■ What to produce
For this exercise, copy the records below exactly and exclude every image.

Photo-based referring expression data:

****

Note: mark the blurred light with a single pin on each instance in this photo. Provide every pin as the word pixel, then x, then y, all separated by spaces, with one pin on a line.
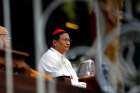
pixel 72 25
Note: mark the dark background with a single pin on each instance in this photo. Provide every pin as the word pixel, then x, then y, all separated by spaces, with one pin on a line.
pixel 22 25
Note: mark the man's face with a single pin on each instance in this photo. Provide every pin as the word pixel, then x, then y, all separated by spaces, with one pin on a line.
pixel 63 43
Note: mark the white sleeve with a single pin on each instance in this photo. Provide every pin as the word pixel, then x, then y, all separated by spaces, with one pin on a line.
pixel 48 64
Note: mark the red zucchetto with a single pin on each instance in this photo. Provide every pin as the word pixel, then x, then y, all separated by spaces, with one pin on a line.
pixel 57 31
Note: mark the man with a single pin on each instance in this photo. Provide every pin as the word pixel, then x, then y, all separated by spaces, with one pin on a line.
pixel 54 61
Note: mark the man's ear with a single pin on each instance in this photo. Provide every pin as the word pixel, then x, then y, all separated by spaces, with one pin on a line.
pixel 54 43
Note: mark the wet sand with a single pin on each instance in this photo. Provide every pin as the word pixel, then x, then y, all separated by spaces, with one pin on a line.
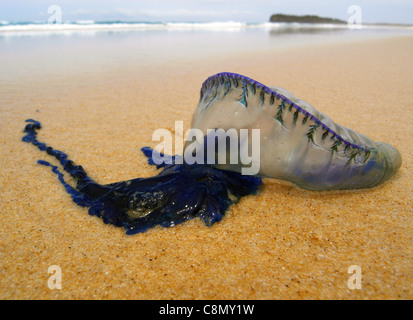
pixel 286 243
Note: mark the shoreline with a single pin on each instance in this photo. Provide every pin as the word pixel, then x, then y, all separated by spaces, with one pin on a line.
pixel 285 243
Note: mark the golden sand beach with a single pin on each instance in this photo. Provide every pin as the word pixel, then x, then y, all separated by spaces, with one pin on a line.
pixel 285 243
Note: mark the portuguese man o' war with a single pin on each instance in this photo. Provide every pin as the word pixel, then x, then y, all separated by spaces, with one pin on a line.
pixel 298 144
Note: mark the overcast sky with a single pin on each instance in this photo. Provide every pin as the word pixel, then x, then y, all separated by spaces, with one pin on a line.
pixel 390 11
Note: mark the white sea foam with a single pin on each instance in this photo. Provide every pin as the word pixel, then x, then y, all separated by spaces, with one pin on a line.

****

■ Result of this exercise
Note: mark the blurred light with a single pin on each instance in this photo. Provide every pin as the word pixel, then x, then y, all separated by spaces, with one pin on a line.
pixel 72 25
Note: mark the dark background with a single pin on each instance in this photo. Provide every pin as the word pixel, then x, then y, all separated by spaces, with one pin on a line.
pixel 22 25
Note: mark the man's face with a single pin on each instance in this photo. Provide every pin as the word pixel, then x, then y, all separated by spaces, with one pin on a line.
pixel 63 43
Note: mark the white sleeve with a single pin on each instance in this photo. Provide every pin as the word pixel, then x, then y, all separated by spaces, with one pin on a line.
pixel 48 64
Note: mark the red zucchetto with a single pin on each instance in this photo. Provide every pin as the word pixel, then x, then y, all separated by spaces, with one pin on a line.
pixel 57 31
Note: mark the man with a single pin on each instance in this photo. Provide every pin as the word pixel, then x, then y, all separated by spaces, with one pin on a line.
pixel 54 61
Note: mark the man's ear with a single pin on each instance in this photo. Provide every pin as the word pixel, then x, then y, all separated by spaces, with one pin on a line.
pixel 54 43
Note: mark the wet sand with a single pin on each instance in this photo. Provide every pin as the word pixel, then x, then y, all separated by spaces, with one pin on a line.
pixel 286 243
Note: mark the shoreline with a single pin on each instance in this photo. Provide every pin as the word pixel, then x, then y, all separated by spaces, with one pin on a line.
pixel 285 243
Note: mark the golden sand beach with a single pin on each instance in this photo. Provide every pin as the word pixel, then x, then y, all separated by spaces, with one pin on a line.
pixel 285 243
Note: mark the portuguese man o' war with a single pin on each instance in this photo. Provide every pin as the word pixel, then x, then y, all separated by spaces, with one pin on a line.
pixel 298 144
Note: mark the overcast sky with a single pin on each instance in this photo. Provide every pin as the word pixel, then x, then y, all separated by spaces, with one pin on a line.
pixel 390 11
Note: mark the white sea foam with a single pin on each instance in this photo. Provide every pin as the word pixel, then x, then y, all separated by spaces, with one pin on a line.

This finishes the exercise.